## What is expected:
Show each line of the listing in which the word "plant" occurs.

## Exercise inputs:
'''

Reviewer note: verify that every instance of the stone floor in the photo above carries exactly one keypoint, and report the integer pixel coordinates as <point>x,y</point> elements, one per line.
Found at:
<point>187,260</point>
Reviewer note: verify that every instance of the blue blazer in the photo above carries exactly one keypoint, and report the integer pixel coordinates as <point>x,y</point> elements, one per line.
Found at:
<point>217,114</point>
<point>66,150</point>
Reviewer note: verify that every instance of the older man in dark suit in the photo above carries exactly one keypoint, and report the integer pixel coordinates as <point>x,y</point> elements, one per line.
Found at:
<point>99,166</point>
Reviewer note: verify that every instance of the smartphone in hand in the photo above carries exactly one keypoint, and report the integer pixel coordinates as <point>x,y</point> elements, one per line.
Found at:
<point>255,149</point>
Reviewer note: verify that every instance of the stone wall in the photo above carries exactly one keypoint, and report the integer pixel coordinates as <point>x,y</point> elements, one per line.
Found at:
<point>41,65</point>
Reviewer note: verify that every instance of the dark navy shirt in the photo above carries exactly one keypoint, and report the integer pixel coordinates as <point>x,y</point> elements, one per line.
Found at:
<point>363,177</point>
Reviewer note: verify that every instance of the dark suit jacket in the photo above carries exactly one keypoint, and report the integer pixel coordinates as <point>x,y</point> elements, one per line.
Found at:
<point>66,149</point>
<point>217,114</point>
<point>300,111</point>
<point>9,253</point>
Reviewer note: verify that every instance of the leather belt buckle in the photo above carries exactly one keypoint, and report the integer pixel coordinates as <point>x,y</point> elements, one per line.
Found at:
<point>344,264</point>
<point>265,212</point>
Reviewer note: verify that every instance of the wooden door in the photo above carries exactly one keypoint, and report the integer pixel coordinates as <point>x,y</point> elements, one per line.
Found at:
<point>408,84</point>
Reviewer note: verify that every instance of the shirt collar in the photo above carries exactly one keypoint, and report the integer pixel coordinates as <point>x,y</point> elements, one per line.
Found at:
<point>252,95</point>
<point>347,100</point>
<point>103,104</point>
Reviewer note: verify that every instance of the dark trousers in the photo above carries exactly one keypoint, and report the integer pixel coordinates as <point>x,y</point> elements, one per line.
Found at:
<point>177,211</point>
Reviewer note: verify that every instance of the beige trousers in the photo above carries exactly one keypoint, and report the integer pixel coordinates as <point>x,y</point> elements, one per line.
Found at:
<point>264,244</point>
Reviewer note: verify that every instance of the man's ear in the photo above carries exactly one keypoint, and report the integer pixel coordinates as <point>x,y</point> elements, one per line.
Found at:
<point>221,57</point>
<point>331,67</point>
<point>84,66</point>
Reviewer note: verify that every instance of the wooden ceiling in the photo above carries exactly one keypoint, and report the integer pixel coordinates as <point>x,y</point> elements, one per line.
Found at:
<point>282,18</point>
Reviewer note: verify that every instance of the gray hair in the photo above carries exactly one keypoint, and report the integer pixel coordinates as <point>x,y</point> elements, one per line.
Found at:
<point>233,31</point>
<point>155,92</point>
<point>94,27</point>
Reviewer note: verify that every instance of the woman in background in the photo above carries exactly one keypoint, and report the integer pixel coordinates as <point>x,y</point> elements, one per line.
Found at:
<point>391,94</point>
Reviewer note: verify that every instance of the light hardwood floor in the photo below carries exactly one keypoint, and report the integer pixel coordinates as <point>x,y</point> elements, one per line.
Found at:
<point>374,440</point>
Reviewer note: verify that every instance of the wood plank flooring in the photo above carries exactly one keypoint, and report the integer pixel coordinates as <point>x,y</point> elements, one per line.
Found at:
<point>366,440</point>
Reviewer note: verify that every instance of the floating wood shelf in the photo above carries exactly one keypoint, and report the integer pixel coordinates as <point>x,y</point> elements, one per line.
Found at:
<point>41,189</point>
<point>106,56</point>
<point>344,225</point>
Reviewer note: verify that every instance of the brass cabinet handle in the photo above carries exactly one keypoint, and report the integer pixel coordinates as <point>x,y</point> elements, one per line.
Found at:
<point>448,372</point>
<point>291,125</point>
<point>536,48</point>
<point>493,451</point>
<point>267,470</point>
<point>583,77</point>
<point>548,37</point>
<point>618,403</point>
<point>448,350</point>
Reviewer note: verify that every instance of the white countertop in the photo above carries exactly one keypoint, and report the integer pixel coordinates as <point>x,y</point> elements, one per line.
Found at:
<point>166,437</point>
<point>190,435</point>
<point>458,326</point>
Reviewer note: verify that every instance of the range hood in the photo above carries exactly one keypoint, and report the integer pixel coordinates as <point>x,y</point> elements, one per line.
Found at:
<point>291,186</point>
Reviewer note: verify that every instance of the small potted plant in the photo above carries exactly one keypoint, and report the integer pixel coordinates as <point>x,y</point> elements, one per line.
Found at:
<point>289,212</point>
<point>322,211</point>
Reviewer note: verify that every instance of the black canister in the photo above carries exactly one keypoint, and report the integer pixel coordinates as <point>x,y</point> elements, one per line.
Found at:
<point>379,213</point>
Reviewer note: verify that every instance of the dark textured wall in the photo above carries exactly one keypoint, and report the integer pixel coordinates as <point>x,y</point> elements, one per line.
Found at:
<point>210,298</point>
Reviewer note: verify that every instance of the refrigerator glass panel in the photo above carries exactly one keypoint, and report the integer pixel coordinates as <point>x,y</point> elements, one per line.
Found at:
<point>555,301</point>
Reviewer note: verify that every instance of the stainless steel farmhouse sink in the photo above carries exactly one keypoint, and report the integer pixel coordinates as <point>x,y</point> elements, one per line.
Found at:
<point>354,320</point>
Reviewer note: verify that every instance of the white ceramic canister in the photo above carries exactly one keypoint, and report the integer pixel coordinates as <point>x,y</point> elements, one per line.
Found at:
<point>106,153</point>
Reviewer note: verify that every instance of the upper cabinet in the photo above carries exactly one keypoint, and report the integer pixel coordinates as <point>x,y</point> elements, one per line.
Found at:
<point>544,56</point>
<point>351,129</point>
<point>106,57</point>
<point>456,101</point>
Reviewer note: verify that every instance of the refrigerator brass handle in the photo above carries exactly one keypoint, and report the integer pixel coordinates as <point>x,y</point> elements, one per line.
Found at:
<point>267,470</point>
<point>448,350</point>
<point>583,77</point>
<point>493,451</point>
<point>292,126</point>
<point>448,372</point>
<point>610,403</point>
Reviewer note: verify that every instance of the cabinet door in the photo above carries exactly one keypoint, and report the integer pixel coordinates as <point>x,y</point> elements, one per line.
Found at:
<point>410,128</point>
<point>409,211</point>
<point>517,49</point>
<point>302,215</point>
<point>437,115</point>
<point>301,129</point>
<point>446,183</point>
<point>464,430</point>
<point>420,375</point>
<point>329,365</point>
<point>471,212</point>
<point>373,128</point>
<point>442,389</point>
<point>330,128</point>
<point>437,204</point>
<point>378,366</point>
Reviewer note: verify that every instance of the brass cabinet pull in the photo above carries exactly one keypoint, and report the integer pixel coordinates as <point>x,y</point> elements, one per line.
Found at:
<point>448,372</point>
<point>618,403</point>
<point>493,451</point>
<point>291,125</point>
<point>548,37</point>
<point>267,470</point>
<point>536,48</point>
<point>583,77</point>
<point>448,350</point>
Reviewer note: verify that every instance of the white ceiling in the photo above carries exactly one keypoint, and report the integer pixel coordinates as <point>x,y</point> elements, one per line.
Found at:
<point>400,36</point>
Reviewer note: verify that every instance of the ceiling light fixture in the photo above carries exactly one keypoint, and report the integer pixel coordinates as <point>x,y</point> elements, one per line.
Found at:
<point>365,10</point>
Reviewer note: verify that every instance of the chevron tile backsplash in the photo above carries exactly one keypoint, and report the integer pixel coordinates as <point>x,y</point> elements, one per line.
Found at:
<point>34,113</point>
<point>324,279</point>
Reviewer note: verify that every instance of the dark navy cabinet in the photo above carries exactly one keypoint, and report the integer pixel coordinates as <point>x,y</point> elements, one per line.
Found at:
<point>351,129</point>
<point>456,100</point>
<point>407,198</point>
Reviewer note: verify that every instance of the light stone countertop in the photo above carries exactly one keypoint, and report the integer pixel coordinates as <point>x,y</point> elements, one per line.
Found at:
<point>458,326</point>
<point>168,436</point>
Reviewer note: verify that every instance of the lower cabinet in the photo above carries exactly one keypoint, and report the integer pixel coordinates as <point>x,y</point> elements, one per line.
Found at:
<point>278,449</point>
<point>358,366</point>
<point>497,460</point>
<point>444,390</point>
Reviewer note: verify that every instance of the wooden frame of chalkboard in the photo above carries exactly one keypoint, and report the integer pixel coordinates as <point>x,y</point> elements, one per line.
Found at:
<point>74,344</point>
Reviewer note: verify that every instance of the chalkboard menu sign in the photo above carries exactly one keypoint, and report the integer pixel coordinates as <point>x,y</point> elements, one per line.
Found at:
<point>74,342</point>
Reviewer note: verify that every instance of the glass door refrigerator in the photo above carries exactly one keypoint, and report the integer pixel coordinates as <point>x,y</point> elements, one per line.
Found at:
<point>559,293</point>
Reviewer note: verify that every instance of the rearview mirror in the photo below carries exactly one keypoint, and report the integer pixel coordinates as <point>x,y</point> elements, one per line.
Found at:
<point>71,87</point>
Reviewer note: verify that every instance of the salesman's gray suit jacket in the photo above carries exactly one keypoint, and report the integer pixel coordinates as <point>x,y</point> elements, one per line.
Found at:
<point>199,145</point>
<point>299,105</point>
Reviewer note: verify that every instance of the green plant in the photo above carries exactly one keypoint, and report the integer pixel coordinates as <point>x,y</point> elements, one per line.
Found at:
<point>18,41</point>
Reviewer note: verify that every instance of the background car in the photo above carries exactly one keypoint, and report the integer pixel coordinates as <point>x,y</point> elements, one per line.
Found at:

'''

## Written reply:
Reviewer note: verify that every instance of the small potted plant in the photo above carries exactly one keypoint, and report the integer pixel coordinates as <point>x,y</point> elements, one per line.
Reviewer note: verify that every instance of the green plant in the photo above carries exactly one keypoint, and report the integer pixel coordinates as <point>x,y</point> elements, one per line.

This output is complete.